# EXTRACTED TEXT
# *Edited*Hornets sign Strawberry/Watkins/Mensah-Bonsu



## girllovesthegame (Nov 3, 2005)

Upping the training camp roster to 14 the Hornets have signed guard D.J. Strawberry and center Darryl Watkins. 

http://www.nba.com/hornets/news/hornets_sign_dj_strwberry__2010_09_17.html


----------



## Hyperion (Dec 5, 2006)

Good see DJ Strawberry getting another chance. I think he could crack the rotation if given the chance.


----------



## Knick Killer (Jul 16, 2006)

^Agreed. He's an aggressive defender and you can never have enough of those in the rotation.


----------



## Ben (Nov 7, 2006)

DJ Strawberry is my all time favourite name.


----------



## girllovesthegame (Nov 3, 2005)

And they've also added Pops Mensah-Bonsu to the training camp roster according to Yahoo's Wojnarowski.



> The Hornets have reached agreement with forward Pops Mensah-Bonsu on a non-guaranteed training camp deal, a league tells Y! Sports.
> 3 minutes ago via ÜberTwitter


----------



## Tooeasy (Nov 4, 2003)

team is taking an approach different to any offseason I can remember in recent history. if two of these guys amke the roster (shakur and pops) we will be going into the season with 6 new players as opposed to last season. That is an immense turnaround, and i must believe its for the better.

# DATA ENTRIES
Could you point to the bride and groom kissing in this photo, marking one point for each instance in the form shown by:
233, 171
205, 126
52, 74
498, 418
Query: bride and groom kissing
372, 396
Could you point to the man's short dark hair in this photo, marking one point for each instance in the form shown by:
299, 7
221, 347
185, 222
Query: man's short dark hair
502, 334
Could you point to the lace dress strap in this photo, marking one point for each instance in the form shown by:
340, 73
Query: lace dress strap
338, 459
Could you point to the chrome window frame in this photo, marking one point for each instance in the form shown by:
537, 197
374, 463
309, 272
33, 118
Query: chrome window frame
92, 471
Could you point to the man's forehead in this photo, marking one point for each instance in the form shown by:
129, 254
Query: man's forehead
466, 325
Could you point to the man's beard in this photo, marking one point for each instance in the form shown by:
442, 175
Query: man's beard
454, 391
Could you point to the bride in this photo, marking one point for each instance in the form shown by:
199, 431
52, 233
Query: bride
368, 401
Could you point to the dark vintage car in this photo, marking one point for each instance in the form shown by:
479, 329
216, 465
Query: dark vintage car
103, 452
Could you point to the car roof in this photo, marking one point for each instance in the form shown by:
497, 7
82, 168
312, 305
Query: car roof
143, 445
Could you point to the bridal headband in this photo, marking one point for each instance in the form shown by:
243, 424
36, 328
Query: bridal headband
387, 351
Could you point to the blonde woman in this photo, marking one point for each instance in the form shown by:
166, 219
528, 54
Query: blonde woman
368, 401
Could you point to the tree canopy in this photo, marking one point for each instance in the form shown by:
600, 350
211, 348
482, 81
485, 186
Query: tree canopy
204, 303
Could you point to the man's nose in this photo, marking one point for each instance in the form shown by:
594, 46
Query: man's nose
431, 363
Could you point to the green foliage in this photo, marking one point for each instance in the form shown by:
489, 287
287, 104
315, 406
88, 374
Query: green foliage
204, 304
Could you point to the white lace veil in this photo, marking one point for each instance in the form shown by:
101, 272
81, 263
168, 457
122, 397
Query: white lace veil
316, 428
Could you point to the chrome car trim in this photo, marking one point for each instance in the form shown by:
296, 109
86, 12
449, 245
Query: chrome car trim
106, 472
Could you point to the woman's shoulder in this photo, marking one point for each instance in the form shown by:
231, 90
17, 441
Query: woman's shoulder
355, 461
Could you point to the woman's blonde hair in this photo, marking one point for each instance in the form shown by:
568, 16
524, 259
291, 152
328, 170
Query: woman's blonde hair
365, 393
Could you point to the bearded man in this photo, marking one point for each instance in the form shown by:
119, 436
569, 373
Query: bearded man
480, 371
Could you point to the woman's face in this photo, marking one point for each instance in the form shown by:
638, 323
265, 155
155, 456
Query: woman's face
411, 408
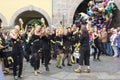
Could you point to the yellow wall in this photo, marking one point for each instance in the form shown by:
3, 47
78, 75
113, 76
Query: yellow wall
9, 7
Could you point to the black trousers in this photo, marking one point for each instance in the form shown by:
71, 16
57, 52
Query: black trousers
18, 60
46, 57
36, 61
84, 56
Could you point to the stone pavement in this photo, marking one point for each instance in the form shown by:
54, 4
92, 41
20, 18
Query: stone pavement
107, 69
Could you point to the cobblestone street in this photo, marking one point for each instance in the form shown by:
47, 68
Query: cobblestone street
107, 69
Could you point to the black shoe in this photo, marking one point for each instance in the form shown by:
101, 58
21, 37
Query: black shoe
69, 64
63, 64
59, 67
47, 69
99, 60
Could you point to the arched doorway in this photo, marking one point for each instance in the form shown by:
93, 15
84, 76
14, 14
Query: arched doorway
28, 13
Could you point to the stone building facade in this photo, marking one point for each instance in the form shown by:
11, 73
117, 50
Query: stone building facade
64, 10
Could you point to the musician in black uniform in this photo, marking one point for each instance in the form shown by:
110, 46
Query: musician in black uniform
46, 56
84, 50
59, 47
17, 52
26, 37
67, 45
35, 47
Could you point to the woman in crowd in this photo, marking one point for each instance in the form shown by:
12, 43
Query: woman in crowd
97, 45
67, 46
114, 42
84, 50
17, 51
35, 47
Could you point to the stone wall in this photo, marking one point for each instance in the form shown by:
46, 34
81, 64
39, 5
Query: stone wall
63, 10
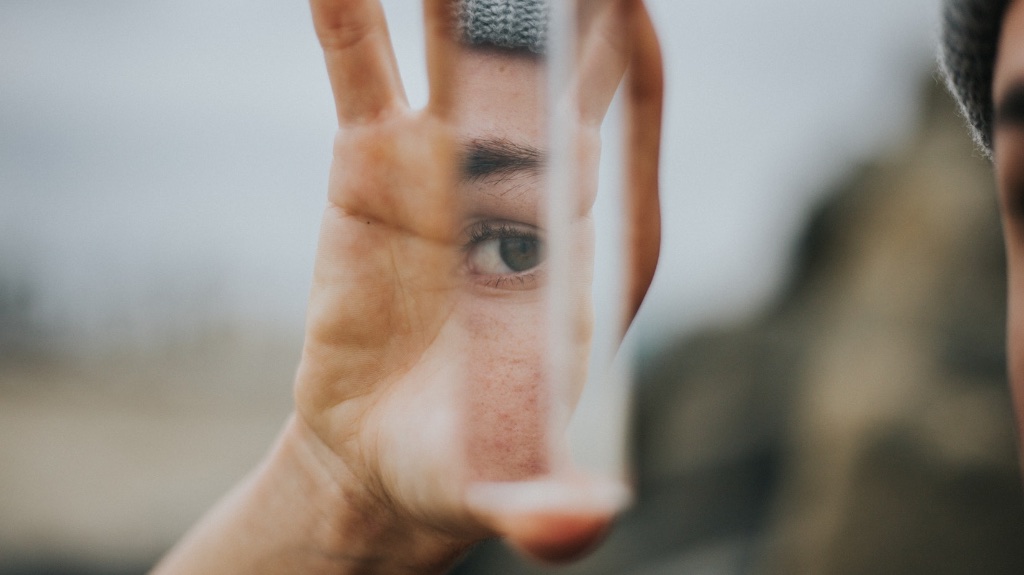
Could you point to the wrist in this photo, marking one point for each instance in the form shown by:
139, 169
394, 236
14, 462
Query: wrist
348, 526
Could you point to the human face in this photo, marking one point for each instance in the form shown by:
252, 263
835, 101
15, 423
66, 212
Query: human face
1008, 93
500, 124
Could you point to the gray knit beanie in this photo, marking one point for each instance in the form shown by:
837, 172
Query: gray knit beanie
514, 25
967, 58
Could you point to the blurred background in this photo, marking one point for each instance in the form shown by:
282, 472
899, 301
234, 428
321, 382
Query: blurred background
820, 381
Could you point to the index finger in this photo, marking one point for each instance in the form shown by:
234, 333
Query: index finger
645, 90
360, 62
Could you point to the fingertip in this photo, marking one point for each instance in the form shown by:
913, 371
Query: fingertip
550, 521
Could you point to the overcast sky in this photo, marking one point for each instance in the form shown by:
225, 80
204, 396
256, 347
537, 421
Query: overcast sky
163, 161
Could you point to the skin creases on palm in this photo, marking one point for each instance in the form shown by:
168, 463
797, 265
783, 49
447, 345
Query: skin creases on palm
379, 377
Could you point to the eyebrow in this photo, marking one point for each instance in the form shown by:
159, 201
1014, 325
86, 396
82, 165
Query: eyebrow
499, 157
1010, 112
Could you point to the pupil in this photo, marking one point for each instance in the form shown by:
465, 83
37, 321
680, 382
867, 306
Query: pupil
519, 254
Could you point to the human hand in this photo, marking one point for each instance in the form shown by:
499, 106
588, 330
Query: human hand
408, 305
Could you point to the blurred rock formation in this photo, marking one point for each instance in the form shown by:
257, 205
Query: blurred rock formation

# SET PROBLEM
Copy everything from "And they've also" down to "(Nov 4, 2003)" in the forum thread, switching "Pops Mensah-Bonsu" to "Mensah-Bonsu" each time it appears. Work only from the forum thread, not the data.

# SOLUTION TO THIS TASK
And they've also added Mensah-Bonsu to the training camp roster according to Yahoo's Wojnarowski.



> The Hornets have reached agreement with forward Mensah-Bonsu on a non-guaranteed training camp deal, a league tells Y! Sports.
> 3 minutes ago via ÜberTwitter


----------



## Tooeasy (Nov 4, 2003)